• PROBLEM TO SOLVE: Print the full listing exactly.

• GIVEN ENTRIES:
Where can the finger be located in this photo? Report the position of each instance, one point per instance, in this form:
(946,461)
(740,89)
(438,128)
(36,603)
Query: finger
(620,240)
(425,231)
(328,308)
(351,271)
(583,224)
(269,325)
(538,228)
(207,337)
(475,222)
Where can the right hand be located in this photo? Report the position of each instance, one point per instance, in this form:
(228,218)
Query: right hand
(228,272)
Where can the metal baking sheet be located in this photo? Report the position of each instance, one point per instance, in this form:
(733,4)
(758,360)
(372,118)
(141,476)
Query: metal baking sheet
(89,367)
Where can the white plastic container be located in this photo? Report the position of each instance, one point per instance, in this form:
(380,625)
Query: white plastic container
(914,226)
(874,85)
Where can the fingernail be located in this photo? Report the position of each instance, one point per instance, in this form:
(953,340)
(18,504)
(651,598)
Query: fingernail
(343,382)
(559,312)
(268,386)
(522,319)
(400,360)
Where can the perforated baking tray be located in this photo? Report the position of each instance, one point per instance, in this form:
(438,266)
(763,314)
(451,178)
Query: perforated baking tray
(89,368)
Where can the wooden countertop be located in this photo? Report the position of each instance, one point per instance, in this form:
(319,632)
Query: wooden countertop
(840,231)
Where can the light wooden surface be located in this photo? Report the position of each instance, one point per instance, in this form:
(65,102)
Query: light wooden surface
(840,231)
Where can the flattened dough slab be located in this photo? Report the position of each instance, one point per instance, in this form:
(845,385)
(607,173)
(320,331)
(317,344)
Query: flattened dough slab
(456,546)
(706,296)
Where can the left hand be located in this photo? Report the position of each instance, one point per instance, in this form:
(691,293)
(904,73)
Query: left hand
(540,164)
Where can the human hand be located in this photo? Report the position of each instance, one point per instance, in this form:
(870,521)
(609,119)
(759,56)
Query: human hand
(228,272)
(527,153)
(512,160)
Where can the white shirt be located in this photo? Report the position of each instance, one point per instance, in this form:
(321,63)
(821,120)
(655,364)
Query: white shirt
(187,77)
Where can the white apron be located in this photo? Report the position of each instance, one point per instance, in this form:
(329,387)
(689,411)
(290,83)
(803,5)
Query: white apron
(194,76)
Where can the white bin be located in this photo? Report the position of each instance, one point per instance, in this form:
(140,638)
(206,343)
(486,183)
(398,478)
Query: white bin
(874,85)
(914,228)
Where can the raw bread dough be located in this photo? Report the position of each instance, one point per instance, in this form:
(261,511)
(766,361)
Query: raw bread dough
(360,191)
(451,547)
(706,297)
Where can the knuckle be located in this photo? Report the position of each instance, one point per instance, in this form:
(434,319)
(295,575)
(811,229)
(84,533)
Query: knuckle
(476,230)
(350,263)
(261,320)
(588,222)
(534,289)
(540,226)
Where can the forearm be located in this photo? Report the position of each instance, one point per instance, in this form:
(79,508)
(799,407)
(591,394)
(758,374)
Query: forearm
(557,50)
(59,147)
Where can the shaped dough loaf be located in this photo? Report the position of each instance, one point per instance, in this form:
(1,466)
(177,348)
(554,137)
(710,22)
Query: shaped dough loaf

• RESULT FOR THIS EXERCISE:
Where can the finger be located in this photo? Report the position of each instance, one point per instance, in this form:
(946,461)
(740,89)
(438,128)
(36,603)
Query: finger
(620,240)
(425,231)
(328,308)
(351,271)
(583,224)
(269,325)
(538,228)
(207,337)
(475,222)
Where can the right hand be located in this photo? Report the position of each instance, one point per instance, in this form:
(228,218)
Query: right hand
(228,272)
Where can the metal baking sheet be located in this photo? Report the position of each instance, one point per instance, in this form:
(733,4)
(758,360)
(372,118)
(141,476)
Query: metal baking sheet
(89,367)
Where can the white plastic container be located in this photo? Report the position of each instance, one point per instance, in this form:
(380,625)
Query: white plastic container
(914,226)
(874,85)
Where can the fingernail be located in this photo? Report the position of each instance, one point per instance, in this form:
(953,340)
(18,504)
(651,598)
Query: fingernail
(343,382)
(559,312)
(268,386)
(522,319)
(400,360)
Where can the perforated baking tray be located in this photo? Report the position of each instance, one point per instance, in this form:
(438,266)
(763,314)
(451,178)
Query: perforated baking tray
(89,368)
Where can the wooden countertop be located in this photo? Report the position of each instance, one point per instance, in this form:
(319,632)
Query: wooden countertop
(840,231)
Where can the light wooden surface be located in this photo? Report the position of each instance, one point per instance, in this form:
(65,102)
Query: light wooden surface
(840,231)
Where can the flattened dough slab be located in this photo? Report the position of each instance, one point per instance, in this form:
(845,385)
(607,173)
(320,331)
(317,344)
Query: flattened dough slab
(456,546)
(706,296)
Where can the left hand be located in this photo? Report the position of each instance, one point per instance, in this form:
(691,293)
(904,73)
Query: left hand
(540,164)
Where can the human hand be located in this photo? Report the position of each instance, one point per instance, in this form:
(870,521)
(609,119)
(759,56)
Query: human hand
(228,272)
(527,153)
(512,160)
Where can the white shirt be located in this photo? Report the position of each instance, one point per instance, in this form:
(321,63)
(821,120)
(655,364)
Query: white shirt
(187,77)
Where can the white apron be located in this photo? Report the position of each instance, one point per instance, in this form:
(329,387)
(689,411)
(290,83)
(803,5)
Query: white apron
(194,76)
Where can the white bin be located in this photo? Report the position of each instance, one point per instance, in this form:
(140,638)
(206,343)
(486,183)
(398,478)
Query: white bin
(874,85)
(914,228)
Where can the raw bread dough be located in this photo? Report the position of each instance, one point per instance, in this form:
(261,511)
(766,361)
Query: raw bread dough
(360,191)
(451,547)
(706,297)
Where can the knuckle be located in this photo? Report the position of each instance, one point per instance, in this form:
(434,319)
(295,575)
(811,229)
(84,533)
Query: knuckle
(476,230)
(350,263)
(261,320)
(588,222)
(534,289)
(540,226)
Where can the forearm be located in this photo? Report the position of each instance, one point per instance, in this form:
(79,508)
(799,407)
(591,394)
(758,374)
Query: forearm
(557,50)
(59,147)
Where can the shaped dough loaf be located in this photo? Report the position of each instance, one point per instance, in this form:
(1,466)
(177,348)
(554,137)
(710,22)
Query: shaped dough loaf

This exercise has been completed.